• **What you should do**: Lines below starting with the line with "positive clicks: (966, 1412)" and going on through the line with "rough mask: <svg" must be output exactly; the rest of the records must be left out.

Data START

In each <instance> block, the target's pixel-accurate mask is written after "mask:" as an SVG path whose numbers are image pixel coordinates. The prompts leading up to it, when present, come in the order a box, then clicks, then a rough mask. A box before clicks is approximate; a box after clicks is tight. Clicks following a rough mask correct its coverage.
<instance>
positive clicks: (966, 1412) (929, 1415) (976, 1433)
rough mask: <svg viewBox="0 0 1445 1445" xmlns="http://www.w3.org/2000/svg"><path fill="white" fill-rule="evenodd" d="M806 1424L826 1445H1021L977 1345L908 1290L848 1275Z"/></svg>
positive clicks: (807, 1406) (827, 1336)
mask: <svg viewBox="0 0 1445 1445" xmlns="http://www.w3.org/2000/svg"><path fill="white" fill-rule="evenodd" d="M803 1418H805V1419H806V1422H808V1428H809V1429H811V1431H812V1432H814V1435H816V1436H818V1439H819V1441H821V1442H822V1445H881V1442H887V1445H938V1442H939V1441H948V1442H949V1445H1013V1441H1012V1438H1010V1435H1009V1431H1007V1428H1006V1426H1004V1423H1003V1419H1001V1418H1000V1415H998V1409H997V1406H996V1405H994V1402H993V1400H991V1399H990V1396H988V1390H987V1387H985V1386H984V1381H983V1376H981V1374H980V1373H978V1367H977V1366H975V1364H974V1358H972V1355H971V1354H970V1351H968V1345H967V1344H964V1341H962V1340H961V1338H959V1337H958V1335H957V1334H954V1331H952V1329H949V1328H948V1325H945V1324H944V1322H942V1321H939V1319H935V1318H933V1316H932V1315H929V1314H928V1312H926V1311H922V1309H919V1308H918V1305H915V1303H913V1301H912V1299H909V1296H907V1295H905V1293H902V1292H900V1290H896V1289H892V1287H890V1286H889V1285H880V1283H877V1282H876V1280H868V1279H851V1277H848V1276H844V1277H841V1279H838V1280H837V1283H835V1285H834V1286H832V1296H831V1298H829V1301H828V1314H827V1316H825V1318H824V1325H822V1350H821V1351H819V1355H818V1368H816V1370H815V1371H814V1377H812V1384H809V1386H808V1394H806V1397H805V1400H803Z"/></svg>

Data END

• **Response to this task**:
positive clicks: (966, 1412) (929, 1415) (976, 1433)
rough mask: <svg viewBox="0 0 1445 1445" xmlns="http://www.w3.org/2000/svg"><path fill="white" fill-rule="evenodd" d="M806 1424L826 1445H1021L977 1345L908 1290L848 1275Z"/></svg>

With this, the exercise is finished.